**GIVEN TASK:** Switch every "Query" in the listing below to "Target", and copy all other text in the listing without change.

**EXTRACTED RECORDS:**
※

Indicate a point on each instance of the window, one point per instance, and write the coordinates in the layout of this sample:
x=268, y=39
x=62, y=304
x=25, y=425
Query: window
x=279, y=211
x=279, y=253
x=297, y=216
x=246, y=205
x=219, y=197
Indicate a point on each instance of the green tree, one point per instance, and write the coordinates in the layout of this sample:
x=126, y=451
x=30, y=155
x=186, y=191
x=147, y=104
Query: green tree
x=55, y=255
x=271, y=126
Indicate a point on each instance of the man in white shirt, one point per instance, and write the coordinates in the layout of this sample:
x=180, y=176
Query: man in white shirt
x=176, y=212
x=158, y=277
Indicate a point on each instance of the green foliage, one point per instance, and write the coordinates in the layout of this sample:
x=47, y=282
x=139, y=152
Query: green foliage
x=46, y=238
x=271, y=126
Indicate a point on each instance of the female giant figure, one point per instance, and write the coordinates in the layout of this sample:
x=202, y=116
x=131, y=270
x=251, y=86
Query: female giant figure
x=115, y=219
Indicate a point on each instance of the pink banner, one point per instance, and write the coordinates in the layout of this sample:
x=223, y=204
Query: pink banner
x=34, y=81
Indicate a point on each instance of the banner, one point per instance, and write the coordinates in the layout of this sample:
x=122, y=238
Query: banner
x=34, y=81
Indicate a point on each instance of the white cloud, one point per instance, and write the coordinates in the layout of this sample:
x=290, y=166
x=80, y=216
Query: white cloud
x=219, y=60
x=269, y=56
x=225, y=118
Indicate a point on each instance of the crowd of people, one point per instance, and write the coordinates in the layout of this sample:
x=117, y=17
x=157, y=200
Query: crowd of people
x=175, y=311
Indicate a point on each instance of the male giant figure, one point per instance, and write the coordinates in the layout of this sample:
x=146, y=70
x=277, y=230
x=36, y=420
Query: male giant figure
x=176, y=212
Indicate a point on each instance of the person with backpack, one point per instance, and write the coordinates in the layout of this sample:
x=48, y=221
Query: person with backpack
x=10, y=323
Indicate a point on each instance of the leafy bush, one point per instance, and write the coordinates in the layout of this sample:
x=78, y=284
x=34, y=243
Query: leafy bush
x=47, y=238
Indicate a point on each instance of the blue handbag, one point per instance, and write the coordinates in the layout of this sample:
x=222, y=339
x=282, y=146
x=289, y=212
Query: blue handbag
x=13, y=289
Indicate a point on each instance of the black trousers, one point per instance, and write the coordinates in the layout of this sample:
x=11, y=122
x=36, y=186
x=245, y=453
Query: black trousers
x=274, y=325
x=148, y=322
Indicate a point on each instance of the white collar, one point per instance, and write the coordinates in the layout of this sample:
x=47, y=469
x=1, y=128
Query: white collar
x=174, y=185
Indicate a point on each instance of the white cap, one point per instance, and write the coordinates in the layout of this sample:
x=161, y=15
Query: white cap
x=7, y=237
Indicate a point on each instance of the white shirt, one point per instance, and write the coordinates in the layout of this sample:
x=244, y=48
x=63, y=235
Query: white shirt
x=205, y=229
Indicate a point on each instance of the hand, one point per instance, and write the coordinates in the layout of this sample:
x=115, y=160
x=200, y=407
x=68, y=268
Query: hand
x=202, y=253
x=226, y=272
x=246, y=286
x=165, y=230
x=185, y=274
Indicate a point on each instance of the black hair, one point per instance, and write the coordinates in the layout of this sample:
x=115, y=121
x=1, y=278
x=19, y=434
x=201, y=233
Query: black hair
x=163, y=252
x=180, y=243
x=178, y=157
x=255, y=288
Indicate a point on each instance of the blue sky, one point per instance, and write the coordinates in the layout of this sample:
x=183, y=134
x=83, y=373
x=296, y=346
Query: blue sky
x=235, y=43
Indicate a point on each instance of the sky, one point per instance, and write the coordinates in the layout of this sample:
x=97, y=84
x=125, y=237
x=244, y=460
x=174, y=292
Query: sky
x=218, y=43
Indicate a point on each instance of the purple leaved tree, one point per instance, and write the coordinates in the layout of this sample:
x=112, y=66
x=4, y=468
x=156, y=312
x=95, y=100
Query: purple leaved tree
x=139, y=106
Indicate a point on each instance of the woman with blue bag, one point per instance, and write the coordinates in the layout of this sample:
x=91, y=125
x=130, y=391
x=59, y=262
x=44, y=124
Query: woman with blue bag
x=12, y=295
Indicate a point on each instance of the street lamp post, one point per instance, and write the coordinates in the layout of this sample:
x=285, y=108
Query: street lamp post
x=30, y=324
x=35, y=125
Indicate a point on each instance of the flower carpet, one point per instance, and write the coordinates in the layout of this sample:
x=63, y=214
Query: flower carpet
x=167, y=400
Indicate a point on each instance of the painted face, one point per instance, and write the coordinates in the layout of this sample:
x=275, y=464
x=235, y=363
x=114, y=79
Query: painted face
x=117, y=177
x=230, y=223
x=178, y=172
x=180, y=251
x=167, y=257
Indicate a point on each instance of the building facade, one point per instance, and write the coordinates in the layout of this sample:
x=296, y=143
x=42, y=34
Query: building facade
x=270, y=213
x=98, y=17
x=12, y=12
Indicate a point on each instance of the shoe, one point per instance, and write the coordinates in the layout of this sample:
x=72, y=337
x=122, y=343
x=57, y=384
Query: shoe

※

**OUTPUT FOR THIS TASK:**
Indicate a point on each instance of the window, one point per instance, and write the coordinates in the layout of this sample:
x=268, y=39
x=62, y=304
x=25, y=425
Target: window
x=279, y=211
x=279, y=253
x=297, y=216
x=246, y=205
x=219, y=197
Indicate a point on each instance of the green tree, one point per instance, and write the coordinates in the layout of this sample:
x=126, y=451
x=30, y=155
x=186, y=191
x=147, y=104
Target: green tree
x=55, y=255
x=271, y=126
Indicate a point on each instance of the man in white shirt, one point per instance, and write the coordinates in the layout of this sample:
x=180, y=176
Target: man in white shirt
x=176, y=212
x=158, y=277
Indicate a point on each instance of the green foliage, one point per instance, and write the coordinates in the layout of this sample:
x=47, y=282
x=139, y=152
Target: green foliage
x=46, y=238
x=271, y=126
Indicate a point on each instance of the female giant figure, one point per instance, and write the coordinates in the layout of this sample:
x=202, y=116
x=131, y=270
x=251, y=86
Target: female giant figure
x=115, y=219
Indicate a point on each instance of the pink banner, one point per instance, and write the coordinates in the layout of this sample:
x=223, y=204
Target: pink banner
x=34, y=81
Indicate a point on each instance of the banner, one point per instance, and write the coordinates in the layout of this sample:
x=122, y=238
Target: banner
x=34, y=81
Indicate a point on each instance of the white cloud, one point per instance, and write the coordinates in the layout of this sample:
x=290, y=166
x=80, y=216
Target: white cloud
x=219, y=60
x=269, y=56
x=225, y=118
Indicate a point on each instance of the crowd of people, one point per instance, and write the coordinates in the layout of this sample:
x=117, y=17
x=157, y=200
Target: crowd of people
x=175, y=311
Indicate a point on each instance of the male giant figure, one point per instance, and write the coordinates in the layout of this sample:
x=146, y=70
x=277, y=230
x=36, y=420
Target: male giant figure
x=176, y=212
Indicate a point on each instance of the person with backpack, one point per instance, and write the coordinates in the layout of this sample:
x=48, y=221
Target: person with backpack
x=10, y=323
Indicate a point on each instance of the leafy bush, one point per instance, and write the coordinates in the layout of this sample:
x=78, y=284
x=34, y=243
Target: leafy bush
x=47, y=238
Indicate a point on each instance of the blue handbag, one point per instance, and write the coordinates in the layout of this sample:
x=222, y=339
x=282, y=146
x=289, y=212
Target: blue handbag
x=13, y=289
Indicate a point on each instance of the black trousers, one point per instance, and write the coordinates in the layout of this sample:
x=11, y=122
x=36, y=186
x=245, y=453
Target: black trousers
x=274, y=325
x=148, y=322
Indicate a point on each instance of the white collar, one point per instance, and write the coordinates in the layout of this sample:
x=47, y=469
x=1, y=128
Target: white collar
x=174, y=185
Indicate a point on each instance of the white cap, one point per instance, and write the coordinates in the layout of this sample:
x=161, y=15
Target: white cap
x=7, y=237
Indicate a point on each instance of the white shirt, one point per instance, and write the coordinates in the layout of this sample:
x=244, y=48
x=63, y=235
Target: white shirt
x=205, y=229
Indicate a point on each instance of the hand, one point per instance, and write the coordinates in the layout of this sample:
x=115, y=160
x=200, y=407
x=68, y=268
Target: hand
x=202, y=253
x=226, y=272
x=246, y=286
x=165, y=230
x=185, y=274
Indicate a point on each instance of the black hair, one point per instance, and write the coordinates in the layout of this sample:
x=115, y=121
x=1, y=278
x=19, y=434
x=201, y=233
Target: black hair
x=163, y=252
x=180, y=243
x=178, y=157
x=255, y=288
Indicate a point on each instance of the blue sky, one point per instance, and write the coordinates in the layout of this sample:
x=183, y=134
x=83, y=373
x=296, y=346
Target: blue sky
x=235, y=43
Indicate a point on each instance of the sky, one point per instance, and write the coordinates in the layout of this sample:
x=97, y=84
x=125, y=237
x=244, y=460
x=174, y=292
Target: sky
x=218, y=43
Indicate a point on each instance of the purple leaved tree, one point per instance, and write the coordinates in the layout of this sample:
x=112, y=66
x=4, y=468
x=156, y=312
x=95, y=100
Target: purple leaved tree
x=139, y=106
Indicate a point on each instance of the woman with blue bag, one point per instance, and write the coordinates in the layout of this sample:
x=91, y=125
x=130, y=391
x=59, y=262
x=44, y=124
Target: woman with blue bag
x=12, y=295
Indicate a point on each instance of the street lamp post, one point per instance, and write the coordinates in the layout of this sample:
x=285, y=108
Target: street lamp post
x=30, y=324
x=35, y=125
Indicate a point on each instance of the flower carpet, one point per instance, and write the coordinates in the layout of this sample:
x=63, y=214
Target: flower carpet
x=167, y=400
Indicate a point on each instance of the painted face, one point per instance, and write the coordinates in the layout of this sample:
x=275, y=464
x=235, y=363
x=114, y=79
Target: painted face
x=117, y=177
x=230, y=223
x=178, y=172
x=180, y=251
x=167, y=257
Indicate a point on each instance of the building facade, one point per instance, and write the coordinates in the layout of this sample:
x=296, y=143
x=42, y=34
Target: building facade
x=270, y=213
x=98, y=17
x=12, y=12
Indicate a point on each instance of the shoe, one point per instance, and write the coordinates in the layout of this sample:
x=72, y=337
x=122, y=343
x=57, y=384
Target: shoe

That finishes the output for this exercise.